REQUIRED WORK: In the data below, the answer is the run of lines from the line containing "Query: motocross rider" through the line containing "Query: banner fence", both included; print it exactly and nothing else.

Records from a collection
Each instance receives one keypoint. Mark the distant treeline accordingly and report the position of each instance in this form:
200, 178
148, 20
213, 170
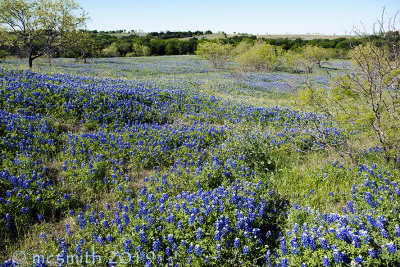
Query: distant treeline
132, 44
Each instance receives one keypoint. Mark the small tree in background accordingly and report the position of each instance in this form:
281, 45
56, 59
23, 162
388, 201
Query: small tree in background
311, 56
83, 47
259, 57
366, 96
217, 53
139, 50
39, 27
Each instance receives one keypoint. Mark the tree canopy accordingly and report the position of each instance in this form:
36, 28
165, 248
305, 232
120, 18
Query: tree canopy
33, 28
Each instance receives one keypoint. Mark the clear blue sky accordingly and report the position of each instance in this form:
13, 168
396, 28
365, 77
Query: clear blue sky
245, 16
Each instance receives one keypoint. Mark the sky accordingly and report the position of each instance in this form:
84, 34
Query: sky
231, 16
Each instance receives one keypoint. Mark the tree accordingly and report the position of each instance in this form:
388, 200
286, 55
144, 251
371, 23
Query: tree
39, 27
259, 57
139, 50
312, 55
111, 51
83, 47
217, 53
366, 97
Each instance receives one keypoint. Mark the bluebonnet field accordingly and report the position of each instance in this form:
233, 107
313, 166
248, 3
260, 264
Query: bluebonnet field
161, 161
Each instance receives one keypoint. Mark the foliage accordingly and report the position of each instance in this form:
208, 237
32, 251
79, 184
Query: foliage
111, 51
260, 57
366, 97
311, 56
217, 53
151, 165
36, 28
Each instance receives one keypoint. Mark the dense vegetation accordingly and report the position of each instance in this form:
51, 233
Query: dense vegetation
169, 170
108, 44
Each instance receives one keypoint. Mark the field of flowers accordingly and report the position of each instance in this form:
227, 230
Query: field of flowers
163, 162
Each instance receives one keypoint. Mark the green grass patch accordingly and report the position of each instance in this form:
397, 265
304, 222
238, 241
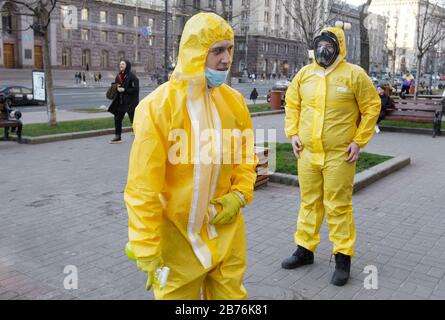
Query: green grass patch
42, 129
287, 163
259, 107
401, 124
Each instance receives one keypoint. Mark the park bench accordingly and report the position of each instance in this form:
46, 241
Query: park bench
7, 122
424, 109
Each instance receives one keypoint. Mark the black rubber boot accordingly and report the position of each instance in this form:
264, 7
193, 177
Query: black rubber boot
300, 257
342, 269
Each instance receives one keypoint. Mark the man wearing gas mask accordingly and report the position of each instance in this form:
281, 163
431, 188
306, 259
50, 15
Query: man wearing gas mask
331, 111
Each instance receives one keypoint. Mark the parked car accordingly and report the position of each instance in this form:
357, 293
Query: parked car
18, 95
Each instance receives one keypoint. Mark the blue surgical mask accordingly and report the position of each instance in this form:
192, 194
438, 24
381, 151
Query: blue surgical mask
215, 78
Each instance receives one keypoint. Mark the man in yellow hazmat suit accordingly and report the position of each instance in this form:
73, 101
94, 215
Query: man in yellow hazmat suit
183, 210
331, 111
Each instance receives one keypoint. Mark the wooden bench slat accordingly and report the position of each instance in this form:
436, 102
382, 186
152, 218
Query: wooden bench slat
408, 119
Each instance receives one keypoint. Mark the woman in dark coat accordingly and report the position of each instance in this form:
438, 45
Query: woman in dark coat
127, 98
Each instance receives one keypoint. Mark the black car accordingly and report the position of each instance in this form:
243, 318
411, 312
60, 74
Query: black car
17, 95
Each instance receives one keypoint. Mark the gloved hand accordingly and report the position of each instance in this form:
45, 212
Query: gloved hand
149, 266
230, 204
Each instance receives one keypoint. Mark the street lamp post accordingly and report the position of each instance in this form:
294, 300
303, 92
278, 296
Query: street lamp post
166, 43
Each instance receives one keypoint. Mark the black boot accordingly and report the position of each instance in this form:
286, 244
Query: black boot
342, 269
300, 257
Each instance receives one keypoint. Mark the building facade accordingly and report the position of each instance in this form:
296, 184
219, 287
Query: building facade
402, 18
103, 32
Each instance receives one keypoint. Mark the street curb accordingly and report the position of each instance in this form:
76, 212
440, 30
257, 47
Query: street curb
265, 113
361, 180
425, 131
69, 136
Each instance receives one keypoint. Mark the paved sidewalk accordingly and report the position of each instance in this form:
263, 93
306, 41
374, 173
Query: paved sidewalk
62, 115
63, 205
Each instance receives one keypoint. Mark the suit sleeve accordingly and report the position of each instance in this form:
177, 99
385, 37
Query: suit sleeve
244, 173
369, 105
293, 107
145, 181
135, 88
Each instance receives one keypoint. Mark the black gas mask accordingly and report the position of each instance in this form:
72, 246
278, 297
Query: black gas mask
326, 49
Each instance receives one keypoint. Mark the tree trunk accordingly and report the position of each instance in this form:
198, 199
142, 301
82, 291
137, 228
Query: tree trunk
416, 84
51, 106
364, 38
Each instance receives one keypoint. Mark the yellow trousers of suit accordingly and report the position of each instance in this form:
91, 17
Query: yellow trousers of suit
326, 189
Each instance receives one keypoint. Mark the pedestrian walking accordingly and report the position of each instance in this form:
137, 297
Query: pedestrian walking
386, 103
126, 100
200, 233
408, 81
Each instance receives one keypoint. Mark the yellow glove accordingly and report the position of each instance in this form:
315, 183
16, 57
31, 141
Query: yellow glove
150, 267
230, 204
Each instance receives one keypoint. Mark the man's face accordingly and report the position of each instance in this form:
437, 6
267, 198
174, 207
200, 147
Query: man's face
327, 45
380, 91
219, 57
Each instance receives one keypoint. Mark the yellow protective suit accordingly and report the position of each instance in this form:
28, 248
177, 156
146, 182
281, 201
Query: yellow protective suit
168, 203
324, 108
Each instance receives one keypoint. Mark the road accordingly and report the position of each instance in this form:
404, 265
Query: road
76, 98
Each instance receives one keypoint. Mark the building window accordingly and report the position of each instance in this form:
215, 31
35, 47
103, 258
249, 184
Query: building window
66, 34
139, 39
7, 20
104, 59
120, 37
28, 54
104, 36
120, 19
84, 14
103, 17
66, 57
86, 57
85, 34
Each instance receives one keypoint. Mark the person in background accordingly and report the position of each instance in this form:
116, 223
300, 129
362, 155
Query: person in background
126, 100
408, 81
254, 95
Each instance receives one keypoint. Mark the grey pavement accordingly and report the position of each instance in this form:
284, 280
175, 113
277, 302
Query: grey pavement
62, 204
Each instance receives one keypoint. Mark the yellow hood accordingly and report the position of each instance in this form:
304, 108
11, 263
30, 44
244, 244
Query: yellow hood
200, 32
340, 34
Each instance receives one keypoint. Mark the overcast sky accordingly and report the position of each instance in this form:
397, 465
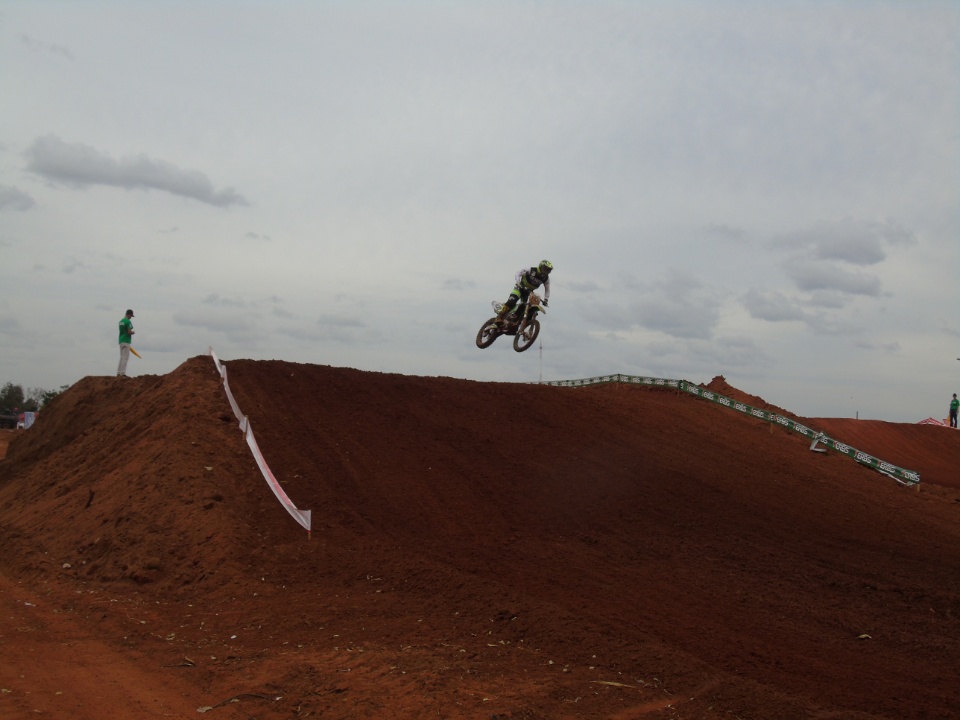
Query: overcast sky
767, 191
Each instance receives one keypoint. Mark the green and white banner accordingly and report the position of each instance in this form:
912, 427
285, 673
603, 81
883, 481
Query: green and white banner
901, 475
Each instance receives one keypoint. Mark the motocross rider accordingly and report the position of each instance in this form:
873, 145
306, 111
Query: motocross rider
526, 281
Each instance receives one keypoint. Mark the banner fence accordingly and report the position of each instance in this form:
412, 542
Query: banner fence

==

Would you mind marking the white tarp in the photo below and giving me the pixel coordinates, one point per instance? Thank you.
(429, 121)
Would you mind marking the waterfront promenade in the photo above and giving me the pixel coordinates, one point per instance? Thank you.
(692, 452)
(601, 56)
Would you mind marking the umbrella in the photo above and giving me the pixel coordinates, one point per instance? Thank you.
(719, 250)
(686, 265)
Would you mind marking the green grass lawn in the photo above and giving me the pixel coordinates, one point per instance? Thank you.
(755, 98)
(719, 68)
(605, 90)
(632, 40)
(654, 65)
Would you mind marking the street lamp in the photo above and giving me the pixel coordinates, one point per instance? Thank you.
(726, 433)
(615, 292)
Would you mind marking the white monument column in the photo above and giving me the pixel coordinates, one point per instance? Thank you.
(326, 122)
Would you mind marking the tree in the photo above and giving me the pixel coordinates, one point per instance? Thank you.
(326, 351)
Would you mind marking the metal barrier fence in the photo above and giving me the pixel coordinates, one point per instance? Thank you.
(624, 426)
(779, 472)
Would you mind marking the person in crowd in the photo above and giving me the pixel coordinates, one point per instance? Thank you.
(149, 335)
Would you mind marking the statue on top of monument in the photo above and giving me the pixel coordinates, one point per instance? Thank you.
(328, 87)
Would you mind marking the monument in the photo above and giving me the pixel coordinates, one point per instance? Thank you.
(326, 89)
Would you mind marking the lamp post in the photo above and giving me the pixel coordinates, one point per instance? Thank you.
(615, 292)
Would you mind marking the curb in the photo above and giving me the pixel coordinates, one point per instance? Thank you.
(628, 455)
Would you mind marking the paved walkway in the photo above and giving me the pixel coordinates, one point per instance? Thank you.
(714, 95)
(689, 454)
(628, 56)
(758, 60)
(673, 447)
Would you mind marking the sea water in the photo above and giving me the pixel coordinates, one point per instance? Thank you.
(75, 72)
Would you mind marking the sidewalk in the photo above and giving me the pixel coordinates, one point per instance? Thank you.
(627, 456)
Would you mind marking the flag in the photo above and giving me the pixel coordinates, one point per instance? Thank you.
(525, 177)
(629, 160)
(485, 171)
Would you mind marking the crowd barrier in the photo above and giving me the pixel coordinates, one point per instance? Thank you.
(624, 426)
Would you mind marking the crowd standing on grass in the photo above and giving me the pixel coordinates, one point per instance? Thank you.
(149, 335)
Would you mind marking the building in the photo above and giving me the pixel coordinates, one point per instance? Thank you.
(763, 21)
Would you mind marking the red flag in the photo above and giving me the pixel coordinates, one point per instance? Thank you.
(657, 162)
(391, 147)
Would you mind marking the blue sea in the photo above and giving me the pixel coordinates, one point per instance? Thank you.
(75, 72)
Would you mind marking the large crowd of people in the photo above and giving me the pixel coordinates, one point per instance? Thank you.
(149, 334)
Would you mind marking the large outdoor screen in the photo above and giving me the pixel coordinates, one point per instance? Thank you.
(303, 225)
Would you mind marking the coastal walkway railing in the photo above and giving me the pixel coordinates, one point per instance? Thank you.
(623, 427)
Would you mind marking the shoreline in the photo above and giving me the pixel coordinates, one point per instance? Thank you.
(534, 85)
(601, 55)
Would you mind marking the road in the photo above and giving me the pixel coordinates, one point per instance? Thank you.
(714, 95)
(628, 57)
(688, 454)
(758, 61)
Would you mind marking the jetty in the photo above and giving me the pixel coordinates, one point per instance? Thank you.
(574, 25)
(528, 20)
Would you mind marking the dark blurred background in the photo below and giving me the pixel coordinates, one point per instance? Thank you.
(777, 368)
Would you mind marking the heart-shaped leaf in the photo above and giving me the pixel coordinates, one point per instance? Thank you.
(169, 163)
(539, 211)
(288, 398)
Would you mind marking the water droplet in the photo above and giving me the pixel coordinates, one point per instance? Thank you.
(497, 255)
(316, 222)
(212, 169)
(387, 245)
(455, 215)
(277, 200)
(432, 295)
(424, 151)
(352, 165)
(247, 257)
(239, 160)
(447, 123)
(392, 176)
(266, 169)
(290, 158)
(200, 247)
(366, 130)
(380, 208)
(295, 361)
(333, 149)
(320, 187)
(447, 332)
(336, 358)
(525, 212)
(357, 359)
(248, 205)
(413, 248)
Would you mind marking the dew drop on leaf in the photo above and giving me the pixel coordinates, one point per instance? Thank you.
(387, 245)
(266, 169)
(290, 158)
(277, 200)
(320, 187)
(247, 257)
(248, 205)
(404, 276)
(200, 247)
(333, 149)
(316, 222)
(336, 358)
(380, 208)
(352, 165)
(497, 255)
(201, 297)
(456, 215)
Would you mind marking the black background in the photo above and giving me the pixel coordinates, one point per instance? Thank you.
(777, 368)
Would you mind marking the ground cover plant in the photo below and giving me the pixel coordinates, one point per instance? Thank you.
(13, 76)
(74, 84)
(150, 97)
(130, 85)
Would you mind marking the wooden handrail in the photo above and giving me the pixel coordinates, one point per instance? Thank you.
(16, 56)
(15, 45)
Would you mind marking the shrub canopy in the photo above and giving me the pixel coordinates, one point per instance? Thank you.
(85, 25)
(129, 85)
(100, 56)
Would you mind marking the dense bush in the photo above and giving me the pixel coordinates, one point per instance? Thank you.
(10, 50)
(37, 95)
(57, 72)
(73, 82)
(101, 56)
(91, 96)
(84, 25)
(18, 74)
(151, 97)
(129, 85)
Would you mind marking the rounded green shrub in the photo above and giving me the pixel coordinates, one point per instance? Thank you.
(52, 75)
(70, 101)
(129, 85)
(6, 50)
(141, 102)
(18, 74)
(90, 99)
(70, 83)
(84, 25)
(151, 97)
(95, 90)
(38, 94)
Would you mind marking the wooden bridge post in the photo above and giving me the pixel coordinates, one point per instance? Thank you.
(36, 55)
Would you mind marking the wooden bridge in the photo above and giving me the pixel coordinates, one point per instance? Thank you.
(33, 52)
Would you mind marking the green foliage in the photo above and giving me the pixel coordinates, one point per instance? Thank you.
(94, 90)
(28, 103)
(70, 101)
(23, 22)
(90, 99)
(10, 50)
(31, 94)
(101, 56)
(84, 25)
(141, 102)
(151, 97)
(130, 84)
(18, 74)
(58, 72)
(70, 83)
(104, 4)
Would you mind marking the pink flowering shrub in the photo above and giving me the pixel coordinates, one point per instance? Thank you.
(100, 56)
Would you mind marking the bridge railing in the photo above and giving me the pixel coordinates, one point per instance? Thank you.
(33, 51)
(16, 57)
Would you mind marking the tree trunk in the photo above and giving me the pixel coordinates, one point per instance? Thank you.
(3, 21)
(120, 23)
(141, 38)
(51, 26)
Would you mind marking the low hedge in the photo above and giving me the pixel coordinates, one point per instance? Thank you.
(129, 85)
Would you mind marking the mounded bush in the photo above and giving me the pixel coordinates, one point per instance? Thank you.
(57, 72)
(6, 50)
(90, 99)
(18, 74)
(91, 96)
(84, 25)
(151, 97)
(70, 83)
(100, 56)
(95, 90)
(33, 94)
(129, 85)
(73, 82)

PROBLEM SOLUTION:
Query: motocross rider
526, 281
Each instance receives one keypoint. Mark the banner fence accordingly and report the position of each instance in this form:
412, 542
Query: banner fence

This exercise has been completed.